──────── MATERIAL FOR THIS TASK

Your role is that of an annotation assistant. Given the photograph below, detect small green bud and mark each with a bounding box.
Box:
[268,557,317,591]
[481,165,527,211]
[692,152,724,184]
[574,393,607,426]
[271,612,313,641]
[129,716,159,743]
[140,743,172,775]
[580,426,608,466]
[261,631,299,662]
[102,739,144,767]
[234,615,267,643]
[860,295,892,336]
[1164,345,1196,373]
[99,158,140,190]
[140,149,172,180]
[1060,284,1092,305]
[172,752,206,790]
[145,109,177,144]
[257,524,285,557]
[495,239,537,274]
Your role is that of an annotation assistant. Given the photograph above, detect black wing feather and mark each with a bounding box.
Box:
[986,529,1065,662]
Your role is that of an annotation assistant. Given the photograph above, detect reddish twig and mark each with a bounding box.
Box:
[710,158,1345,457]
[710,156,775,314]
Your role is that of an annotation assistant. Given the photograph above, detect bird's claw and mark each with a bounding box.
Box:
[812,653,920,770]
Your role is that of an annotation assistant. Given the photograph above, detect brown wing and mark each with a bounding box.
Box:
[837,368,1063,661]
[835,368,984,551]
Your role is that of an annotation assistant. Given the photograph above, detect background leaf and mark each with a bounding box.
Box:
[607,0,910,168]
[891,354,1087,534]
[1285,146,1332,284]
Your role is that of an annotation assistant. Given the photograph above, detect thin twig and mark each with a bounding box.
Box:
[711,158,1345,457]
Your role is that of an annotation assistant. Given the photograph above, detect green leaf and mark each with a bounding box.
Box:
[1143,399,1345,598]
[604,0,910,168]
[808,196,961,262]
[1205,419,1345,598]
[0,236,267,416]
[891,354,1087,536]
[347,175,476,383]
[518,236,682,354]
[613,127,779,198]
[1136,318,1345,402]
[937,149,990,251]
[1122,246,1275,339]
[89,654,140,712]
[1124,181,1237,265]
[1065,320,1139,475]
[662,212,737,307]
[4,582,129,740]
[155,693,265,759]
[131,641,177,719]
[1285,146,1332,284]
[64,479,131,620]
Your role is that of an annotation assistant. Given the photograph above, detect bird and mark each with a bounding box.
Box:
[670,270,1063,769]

────────────────

__PROBLEM STATEMENT__
Rewrite the listing with every "photograph" switched to "image", leaving everything else as it is.

__OUTPUT BELOW__
Your role is that of an annotation assistant. Given the image below, detect small green bud and mark each with a bounding box.
Box:
[268,557,317,591]
[481,165,527,211]
[692,152,724,184]
[574,393,607,426]
[271,612,313,641]
[129,716,159,743]
[140,743,172,775]
[580,426,608,466]
[261,631,299,662]
[102,739,144,767]
[234,615,267,643]
[860,295,892,336]
[1164,345,1196,373]
[99,158,140,190]
[140,149,172,180]
[1060,284,1092,305]
[172,752,206,790]
[145,109,177,144]
[257,524,285,557]
[495,239,537,274]
Your role is that of an annotation assistant. Given the image above, detect black wing feather and mark each with a bounding box.
Box:
[986,529,1065,662]
Your role is that of an annotation assistant. Given the image above, detect reddish twig and mark each with a bounding box.
Box:
[710,158,1345,457]
[710,156,775,314]
Your role is that of an annotation assistant. Given the image above, detect bird's claw and mark each with a bounding box.
Box:
[812,653,920,770]
Your role is that of an annotation assistant. Given the image above, detect brown wing and mark each with a bounding box.
Box:
[837,368,1063,661]
[835,368,984,551]
Your role is that of an annotation assistant. Given the image above, detect background leaf and mark each with a bounding box.
Box:
[607,0,910,168]
[891,354,1087,534]
[1285,146,1332,284]
Your role is that of an annotation assistant. Given the image above, detect thin twig and mark each with a bounding box.
Box:
[711,158,1345,457]
Your role is that of an annotation assistant. Given the image above, detect green leaf and mark each with a bounding box.
Box:
[1143,399,1345,598]
[604,0,910,168]
[808,196,961,262]
[1205,419,1345,598]
[0,236,267,416]
[891,354,1087,536]
[347,175,476,383]
[518,236,682,354]
[613,127,779,198]
[1136,318,1345,402]
[937,149,990,251]
[1122,246,1275,339]
[89,654,140,712]
[1124,181,1237,265]
[1065,320,1139,475]
[662,212,737,307]
[4,582,129,740]
[155,693,265,759]
[131,641,177,719]
[1285,146,1332,284]
[64,479,131,620]
Your role is that of an annotation assistant. Given the image above, detect bird and mark each with a bounding box.
Box:
[670,270,1063,769]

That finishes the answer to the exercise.